Across the entries below, work out how many lines contain "blue". Please give the number only.
::: Supplied material
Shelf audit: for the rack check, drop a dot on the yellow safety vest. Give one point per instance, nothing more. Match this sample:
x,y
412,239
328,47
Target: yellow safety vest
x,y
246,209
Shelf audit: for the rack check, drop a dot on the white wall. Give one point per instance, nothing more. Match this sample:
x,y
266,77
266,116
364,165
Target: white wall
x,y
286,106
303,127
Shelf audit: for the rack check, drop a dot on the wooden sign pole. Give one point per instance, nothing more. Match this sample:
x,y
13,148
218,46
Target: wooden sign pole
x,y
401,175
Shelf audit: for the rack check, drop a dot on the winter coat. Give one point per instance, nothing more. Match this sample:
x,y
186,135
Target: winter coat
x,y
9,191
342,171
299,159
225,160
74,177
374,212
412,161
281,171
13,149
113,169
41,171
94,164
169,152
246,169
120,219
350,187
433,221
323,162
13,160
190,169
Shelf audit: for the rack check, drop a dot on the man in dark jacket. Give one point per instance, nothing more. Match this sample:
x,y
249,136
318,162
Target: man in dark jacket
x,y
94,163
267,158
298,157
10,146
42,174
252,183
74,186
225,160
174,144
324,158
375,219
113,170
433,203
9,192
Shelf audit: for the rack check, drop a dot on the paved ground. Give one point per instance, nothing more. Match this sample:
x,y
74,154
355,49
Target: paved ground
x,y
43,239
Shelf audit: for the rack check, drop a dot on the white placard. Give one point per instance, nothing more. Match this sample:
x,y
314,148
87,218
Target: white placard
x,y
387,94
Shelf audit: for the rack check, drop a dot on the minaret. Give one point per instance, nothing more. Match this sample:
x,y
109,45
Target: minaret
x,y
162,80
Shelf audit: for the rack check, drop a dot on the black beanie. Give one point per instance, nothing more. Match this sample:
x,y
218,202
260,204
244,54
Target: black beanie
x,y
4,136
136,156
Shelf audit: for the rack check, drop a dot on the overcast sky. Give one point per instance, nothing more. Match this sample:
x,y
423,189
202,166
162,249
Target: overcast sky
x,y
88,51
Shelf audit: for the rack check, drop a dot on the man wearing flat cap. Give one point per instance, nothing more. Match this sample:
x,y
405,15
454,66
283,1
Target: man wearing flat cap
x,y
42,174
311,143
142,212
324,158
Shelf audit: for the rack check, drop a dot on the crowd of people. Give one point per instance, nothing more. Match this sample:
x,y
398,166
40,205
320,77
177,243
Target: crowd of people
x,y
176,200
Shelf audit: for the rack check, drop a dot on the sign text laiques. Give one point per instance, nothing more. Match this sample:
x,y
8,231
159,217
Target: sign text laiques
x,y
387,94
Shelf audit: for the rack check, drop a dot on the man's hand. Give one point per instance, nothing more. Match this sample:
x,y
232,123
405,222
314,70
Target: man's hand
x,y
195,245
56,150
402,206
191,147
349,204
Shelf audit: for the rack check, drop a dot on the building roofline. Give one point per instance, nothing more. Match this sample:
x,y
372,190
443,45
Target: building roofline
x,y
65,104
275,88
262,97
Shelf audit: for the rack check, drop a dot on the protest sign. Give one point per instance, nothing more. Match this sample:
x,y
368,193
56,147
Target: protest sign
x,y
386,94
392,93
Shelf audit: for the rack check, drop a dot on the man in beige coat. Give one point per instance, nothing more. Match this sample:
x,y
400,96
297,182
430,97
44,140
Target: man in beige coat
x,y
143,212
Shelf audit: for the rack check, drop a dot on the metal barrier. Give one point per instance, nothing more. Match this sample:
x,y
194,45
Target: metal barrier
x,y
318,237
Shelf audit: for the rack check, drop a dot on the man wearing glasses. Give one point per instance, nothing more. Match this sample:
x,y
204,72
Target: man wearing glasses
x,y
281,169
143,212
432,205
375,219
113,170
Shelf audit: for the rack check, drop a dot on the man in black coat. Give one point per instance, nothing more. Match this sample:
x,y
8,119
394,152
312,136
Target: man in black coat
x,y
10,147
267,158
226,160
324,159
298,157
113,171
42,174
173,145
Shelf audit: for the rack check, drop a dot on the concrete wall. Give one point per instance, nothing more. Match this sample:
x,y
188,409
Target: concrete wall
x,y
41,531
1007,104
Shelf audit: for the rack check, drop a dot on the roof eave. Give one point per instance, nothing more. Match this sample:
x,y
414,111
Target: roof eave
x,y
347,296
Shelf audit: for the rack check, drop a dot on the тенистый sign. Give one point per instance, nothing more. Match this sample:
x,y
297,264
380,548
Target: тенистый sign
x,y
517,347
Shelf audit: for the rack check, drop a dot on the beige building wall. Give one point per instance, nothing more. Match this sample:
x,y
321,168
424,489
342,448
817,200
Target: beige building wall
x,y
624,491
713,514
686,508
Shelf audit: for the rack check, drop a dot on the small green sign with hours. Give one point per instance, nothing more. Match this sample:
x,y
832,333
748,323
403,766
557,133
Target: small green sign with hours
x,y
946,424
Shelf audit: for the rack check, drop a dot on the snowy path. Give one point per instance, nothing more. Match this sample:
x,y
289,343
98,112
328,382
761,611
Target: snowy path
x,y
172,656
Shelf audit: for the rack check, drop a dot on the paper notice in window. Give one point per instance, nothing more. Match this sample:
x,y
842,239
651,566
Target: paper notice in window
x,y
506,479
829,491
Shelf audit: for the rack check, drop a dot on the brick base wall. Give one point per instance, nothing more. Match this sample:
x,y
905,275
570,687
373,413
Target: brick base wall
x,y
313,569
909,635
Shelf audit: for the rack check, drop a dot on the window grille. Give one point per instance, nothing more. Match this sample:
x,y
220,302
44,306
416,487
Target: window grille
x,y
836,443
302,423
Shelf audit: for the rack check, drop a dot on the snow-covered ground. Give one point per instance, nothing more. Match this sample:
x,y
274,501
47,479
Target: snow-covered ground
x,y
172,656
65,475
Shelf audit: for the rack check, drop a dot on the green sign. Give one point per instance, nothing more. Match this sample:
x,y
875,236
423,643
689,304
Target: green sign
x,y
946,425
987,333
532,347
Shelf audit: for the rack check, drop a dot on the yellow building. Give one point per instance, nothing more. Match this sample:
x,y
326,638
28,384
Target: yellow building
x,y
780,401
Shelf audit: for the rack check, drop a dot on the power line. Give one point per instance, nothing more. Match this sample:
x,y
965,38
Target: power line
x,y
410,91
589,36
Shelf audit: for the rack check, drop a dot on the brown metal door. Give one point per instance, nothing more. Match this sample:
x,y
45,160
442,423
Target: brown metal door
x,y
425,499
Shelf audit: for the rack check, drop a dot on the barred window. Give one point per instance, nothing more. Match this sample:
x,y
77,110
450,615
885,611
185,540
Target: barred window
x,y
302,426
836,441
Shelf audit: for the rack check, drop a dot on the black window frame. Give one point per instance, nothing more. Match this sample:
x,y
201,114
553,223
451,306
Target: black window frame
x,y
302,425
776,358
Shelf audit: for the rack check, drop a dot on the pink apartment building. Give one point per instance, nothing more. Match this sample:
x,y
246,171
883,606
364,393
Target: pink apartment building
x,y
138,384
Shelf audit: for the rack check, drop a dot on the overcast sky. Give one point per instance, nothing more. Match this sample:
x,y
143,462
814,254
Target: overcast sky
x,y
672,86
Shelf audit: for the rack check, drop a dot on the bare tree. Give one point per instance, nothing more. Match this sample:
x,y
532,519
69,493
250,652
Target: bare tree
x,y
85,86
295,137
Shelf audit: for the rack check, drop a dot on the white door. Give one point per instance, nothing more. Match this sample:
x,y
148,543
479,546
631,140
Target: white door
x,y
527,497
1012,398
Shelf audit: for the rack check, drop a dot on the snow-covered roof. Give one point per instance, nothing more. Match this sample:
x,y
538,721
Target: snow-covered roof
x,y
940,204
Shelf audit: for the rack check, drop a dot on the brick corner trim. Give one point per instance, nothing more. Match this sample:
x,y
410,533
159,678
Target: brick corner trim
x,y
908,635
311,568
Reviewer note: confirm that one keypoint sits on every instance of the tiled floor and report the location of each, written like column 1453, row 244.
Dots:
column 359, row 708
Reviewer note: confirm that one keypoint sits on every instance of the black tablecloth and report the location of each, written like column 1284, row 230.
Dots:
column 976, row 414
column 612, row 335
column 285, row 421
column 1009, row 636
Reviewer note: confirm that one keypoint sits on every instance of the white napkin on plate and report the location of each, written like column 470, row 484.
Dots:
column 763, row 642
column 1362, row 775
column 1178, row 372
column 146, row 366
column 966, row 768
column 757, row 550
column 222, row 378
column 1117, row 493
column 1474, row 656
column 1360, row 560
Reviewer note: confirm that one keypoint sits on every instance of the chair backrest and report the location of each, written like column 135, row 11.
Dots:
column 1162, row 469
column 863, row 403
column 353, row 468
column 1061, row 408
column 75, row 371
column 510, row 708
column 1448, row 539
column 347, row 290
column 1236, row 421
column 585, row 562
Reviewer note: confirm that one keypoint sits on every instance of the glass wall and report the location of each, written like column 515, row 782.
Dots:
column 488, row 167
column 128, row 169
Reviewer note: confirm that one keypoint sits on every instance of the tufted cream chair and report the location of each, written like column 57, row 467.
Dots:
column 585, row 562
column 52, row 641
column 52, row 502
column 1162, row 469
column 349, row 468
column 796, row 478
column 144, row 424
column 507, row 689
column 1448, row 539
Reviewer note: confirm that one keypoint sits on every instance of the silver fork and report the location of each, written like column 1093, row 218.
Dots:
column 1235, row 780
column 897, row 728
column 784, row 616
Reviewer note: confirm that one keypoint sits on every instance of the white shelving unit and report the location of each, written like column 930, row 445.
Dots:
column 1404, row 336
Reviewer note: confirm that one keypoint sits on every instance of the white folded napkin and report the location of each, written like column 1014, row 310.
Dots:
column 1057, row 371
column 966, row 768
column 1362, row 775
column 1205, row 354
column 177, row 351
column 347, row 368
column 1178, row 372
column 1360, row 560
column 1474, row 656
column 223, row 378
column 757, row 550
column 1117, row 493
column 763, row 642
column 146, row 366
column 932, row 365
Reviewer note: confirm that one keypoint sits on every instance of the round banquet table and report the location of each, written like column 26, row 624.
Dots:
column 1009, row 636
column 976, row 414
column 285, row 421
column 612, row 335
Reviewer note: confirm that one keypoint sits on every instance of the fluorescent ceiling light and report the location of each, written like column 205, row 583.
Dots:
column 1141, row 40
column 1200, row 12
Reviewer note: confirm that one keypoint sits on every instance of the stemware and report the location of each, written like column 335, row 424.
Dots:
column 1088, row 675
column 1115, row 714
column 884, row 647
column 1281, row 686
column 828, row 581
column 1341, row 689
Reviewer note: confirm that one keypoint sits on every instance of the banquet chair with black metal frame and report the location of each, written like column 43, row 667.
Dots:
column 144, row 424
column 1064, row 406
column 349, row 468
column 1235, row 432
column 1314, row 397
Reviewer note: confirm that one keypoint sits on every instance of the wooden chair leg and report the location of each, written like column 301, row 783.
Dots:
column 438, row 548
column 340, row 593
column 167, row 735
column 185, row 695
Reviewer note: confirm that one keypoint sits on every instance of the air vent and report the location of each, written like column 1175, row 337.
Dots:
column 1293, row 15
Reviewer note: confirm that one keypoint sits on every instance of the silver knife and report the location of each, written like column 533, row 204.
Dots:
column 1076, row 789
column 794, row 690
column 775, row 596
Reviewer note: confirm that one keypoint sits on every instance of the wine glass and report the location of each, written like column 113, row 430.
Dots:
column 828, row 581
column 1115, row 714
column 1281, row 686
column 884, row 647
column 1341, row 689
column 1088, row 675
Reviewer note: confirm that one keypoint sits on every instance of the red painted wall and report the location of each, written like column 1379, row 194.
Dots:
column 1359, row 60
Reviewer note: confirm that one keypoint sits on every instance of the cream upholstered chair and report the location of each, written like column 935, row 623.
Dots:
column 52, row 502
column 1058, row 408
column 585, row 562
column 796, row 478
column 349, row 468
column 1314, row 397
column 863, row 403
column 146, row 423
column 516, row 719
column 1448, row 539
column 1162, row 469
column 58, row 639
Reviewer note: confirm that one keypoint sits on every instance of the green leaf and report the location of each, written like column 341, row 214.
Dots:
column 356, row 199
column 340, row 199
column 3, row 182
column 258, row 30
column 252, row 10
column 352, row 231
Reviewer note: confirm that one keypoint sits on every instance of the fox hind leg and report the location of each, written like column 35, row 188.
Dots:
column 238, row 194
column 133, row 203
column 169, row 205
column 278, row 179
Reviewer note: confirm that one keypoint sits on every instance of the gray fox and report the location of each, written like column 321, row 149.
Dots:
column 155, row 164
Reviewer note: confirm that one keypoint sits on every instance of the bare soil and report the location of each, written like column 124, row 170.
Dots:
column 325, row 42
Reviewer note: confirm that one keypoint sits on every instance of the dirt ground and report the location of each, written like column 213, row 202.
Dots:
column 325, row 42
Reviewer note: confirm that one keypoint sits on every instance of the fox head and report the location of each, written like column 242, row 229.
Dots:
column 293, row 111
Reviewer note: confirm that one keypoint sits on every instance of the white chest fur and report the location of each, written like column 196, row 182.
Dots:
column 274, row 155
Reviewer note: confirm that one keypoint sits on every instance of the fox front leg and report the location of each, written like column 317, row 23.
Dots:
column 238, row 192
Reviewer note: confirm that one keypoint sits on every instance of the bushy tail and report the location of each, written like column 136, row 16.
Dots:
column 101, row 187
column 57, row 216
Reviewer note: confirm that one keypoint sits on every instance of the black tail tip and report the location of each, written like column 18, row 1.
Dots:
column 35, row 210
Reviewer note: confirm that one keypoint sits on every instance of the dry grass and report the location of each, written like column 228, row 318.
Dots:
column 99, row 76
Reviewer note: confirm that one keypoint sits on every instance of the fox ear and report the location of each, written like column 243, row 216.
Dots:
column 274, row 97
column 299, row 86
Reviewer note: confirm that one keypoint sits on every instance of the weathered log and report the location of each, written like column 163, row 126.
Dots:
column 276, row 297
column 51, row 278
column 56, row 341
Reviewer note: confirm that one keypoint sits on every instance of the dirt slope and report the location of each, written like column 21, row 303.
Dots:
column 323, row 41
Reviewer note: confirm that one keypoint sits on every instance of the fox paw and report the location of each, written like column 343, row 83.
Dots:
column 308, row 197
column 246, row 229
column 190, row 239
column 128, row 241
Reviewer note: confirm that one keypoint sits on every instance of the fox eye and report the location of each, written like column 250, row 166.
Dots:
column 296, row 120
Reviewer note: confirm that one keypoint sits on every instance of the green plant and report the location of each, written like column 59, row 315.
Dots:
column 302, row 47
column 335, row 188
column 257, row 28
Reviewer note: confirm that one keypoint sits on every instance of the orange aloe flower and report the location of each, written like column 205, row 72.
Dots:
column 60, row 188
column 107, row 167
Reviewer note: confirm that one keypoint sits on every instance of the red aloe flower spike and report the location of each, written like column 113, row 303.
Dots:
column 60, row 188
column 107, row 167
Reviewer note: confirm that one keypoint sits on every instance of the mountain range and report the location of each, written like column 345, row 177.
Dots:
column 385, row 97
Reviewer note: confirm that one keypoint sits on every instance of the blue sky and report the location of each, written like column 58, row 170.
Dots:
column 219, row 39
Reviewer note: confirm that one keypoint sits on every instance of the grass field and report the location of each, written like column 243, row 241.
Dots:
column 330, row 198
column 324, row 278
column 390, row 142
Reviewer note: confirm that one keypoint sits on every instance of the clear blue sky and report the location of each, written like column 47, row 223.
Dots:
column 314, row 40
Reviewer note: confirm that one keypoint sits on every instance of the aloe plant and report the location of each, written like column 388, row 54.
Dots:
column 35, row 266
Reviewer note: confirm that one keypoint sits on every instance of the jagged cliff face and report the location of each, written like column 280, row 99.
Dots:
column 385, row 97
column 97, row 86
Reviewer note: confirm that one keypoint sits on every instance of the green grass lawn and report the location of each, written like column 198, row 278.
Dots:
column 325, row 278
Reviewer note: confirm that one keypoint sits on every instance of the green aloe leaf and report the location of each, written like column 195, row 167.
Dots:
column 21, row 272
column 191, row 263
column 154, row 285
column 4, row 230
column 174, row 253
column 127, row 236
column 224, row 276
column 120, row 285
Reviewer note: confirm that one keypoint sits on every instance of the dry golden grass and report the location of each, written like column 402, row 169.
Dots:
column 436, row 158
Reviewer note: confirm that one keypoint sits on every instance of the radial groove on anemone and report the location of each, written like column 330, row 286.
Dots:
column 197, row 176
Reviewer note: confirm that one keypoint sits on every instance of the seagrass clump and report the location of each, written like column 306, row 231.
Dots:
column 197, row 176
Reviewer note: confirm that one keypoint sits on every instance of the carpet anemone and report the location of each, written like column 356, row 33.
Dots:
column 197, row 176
::::::
## Task response
2